┏━━
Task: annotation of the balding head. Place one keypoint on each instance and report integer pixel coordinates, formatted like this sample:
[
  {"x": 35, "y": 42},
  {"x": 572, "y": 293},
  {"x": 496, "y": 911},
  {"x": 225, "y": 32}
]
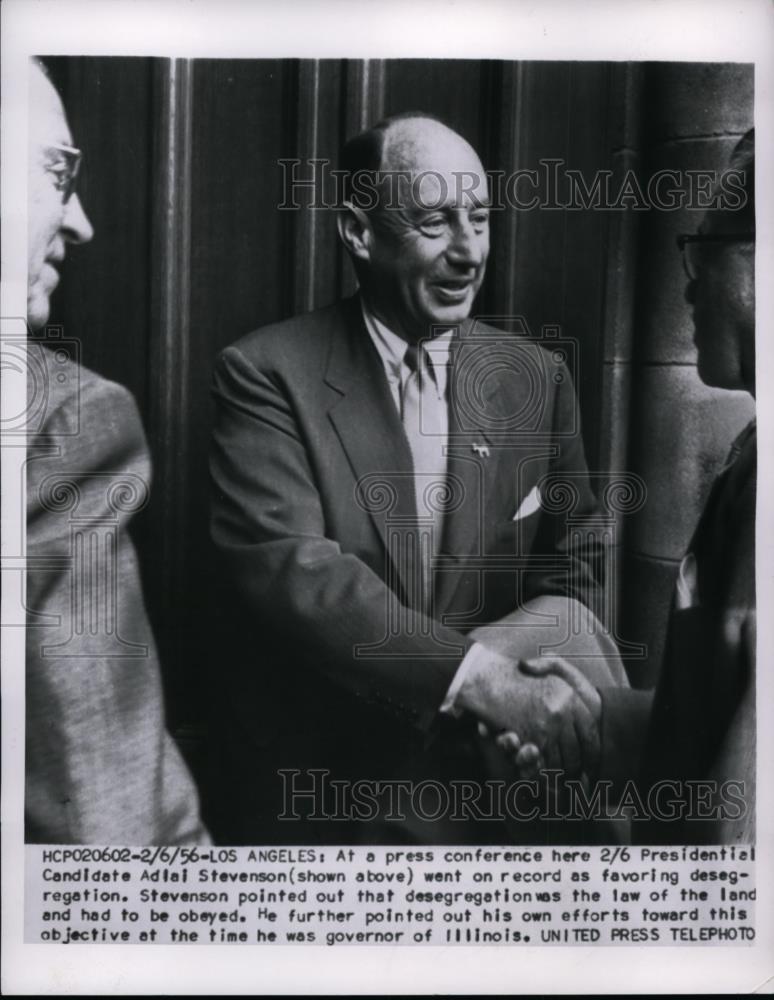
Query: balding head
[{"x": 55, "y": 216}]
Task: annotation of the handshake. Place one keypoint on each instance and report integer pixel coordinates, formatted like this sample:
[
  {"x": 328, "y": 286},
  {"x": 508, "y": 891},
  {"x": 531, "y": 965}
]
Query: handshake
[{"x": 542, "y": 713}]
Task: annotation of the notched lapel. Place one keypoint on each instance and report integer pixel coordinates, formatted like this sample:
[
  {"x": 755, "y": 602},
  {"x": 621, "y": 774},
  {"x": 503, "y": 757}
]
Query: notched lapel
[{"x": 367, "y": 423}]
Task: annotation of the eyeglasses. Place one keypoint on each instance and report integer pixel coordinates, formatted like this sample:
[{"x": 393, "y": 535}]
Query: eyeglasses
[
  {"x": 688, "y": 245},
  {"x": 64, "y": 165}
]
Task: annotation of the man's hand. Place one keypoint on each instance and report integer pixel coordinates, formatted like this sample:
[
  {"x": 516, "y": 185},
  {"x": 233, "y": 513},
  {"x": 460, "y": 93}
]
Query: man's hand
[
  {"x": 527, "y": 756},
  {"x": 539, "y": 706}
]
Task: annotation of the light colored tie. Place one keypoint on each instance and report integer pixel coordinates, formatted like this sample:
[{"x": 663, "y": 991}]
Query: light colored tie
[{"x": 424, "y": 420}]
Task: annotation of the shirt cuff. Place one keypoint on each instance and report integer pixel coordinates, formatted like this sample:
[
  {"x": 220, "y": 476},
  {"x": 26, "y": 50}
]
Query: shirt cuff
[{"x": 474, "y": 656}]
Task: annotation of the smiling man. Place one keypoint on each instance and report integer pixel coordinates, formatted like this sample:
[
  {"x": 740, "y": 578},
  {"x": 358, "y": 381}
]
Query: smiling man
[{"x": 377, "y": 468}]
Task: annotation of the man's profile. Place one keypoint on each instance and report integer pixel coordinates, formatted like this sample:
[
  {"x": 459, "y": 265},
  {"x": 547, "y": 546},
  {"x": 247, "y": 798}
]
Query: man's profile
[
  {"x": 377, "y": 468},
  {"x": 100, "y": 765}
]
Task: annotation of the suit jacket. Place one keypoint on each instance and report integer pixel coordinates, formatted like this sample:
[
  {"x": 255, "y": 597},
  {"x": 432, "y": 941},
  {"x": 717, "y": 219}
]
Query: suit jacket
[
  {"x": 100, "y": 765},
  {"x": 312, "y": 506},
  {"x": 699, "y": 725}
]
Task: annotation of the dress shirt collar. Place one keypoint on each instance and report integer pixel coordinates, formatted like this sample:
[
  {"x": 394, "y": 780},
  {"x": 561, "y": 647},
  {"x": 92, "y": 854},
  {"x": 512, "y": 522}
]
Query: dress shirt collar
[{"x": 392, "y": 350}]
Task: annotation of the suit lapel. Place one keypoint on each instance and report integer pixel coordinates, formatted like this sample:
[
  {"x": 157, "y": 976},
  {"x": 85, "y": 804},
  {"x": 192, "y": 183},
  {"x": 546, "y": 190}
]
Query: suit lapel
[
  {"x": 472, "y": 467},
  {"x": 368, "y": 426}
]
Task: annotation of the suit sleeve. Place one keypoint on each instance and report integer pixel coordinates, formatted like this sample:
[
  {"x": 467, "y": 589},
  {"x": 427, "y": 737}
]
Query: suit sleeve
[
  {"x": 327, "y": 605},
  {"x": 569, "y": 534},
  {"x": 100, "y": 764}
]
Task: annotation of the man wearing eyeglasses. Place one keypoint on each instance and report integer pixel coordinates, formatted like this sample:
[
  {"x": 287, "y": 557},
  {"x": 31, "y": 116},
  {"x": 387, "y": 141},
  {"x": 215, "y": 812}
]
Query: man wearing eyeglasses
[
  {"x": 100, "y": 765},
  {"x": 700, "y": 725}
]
┗━━
Give back an exact copy of the material above, omitting the pictures.

| Written reply |
Task: annotation of the balding head. Place one keypoint on each instance and report integer pixel coordinates, formatted like this sample:
[
  {"x": 35, "y": 42},
  {"x": 572, "y": 293},
  {"x": 496, "y": 911},
  {"x": 225, "y": 32}
]
Query: balding head
[{"x": 55, "y": 216}]
Task: annotation of the handshake. Place one keypoint on each instance and report integer pixel coordinates, formatted like this sample:
[
  {"x": 328, "y": 286},
  {"x": 508, "y": 891},
  {"x": 531, "y": 965}
]
Query: handshake
[{"x": 542, "y": 713}]
Task: annotation of the notched lapel. Place one keypoint on each instance and report integer pixel coordinates, formatted like this sample:
[
  {"x": 755, "y": 602},
  {"x": 621, "y": 774},
  {"x": 503, "y": 757}
]
Query: notched lapel
[{"x": 367, "y": 423}]
Task: annotation of the eyeglasses. Place one keypoint on each instance and report integer pixel coordinates, formatted like this sample:
[{"x": 393, "y": 535}]
Query: eyeglasses
[
  {"x": 688, "y": 245},
  {"x": 64, "y": 165}
]
Task: annotation of the man's hand. Place one keypoint on each instance and report integer pixel coordinates, formatted like this sample:
[
  {"x": 516, "y": 185},
  {"x": 233, "y": 513},
  {"x": 460, "y": 93}
]
Query: man's hand
[
  {"x": 527, "y": 756},
  {"x": 539, "y": 706}
]
Task: annotation of the light colored tie. Place one keypoint on each instance and report integer pixel coordinates, formatted like this sample:
[{"x": 663, "y": 991}]
Query: light colored tie
[{"x": 424, "y": 420}]
Task: annotation of the shirt cuff. Place one keypoint on each instance and report integer pixel coordinates, formatted like this sample:
[
  {"x": 220, "y": 476},
  {"x": 26, "y": 50}
]
Query: shirt cuff
[{"x": 474, "y": 656}]
Task: annotation of the smiling man. Place one keypoint on each instance and report integer pixel coordinates, formatted like this sample:
[
  {"x": 740, "y": 578},
  {"x": 358, "y": 381}
]
Query: smiling man
[{"x": 377, "y": 468}]
Task: annotation of the man's profile. Place one keypoint on each instance and report integer pixel coordinates, formatted like this sample:
[
  {"x": 459, "y": 265},
  {"x": 547, "y": 546},
  {"x": 247, "y": 798}
]
Query: man's profile
[
  {"x": 377, "y": 468},
  {"x": 100, "y": 765}
]
Task: annotation of the suit jacket. Place one keypoint on each instance and report integer pixel coordinates, formatted like this sample:
[
  {"x": 255, "y": 597},
  {"x": 432, "y": 941},
  {"x": 717, "y": 219}
]
Query: suit jacket
[
  {"x": 100, "y": 765},
  {"x": 312, "y": 506},
  {"x": 699, "y": 725}
]
Task: annotation of the dress shirt collar. Place one keypoint on each instance and report integer pixel coordinates, formatted like this sample:
[
  {"x": 394, "y": 780},
  {"x": 561, "y": 647},
  {"x": 92, "y": 854},
  {"x": 512, "y": 522}
]
Query: dress shirt collar
[{"x": 392, "y": 350}]
Task: annotation of the suit lapel. Place one keypoint on each instance and report integer pixel coordinates, formatted like this sample:
[
  {"x": 157, "y": 976},
  {"x": 85, "y": 804},
  {"x": 192, "y": 183},
  {"x": 546, "y": 190}
]
Query: suit lapel
[
  {"x": 472, "y": 467},
  {"x": 368, "y": 426}
]
Task: annotation of the suit sleeve. Place one keypoint on each instance and report integer pixel coordinates, formatted like this sample:
[
  {"x": 467, "y": 589},
  {"x": 427, "y": 737}
]
Query: suit sleeve
[
  {"x": 327, "y": 605},
  {"x": 569, "y": 534},
  {"x": 100, "y": 764}
]
Task: annotation of the man wearing eyeglasses. Place one keypoint on each instance and report integer pixel coordinates, formatted like this sample:
[
  {"x": 287, "y": 557},
  {"x": 31, "y": 116},
  {"x": 387, "y": 141},
  {"x": 215, "y": 812}
]
Query: man wearing eyeglasses
[
  {"x": 100, "y": 765},
  {"x": 700, "y": 725}
]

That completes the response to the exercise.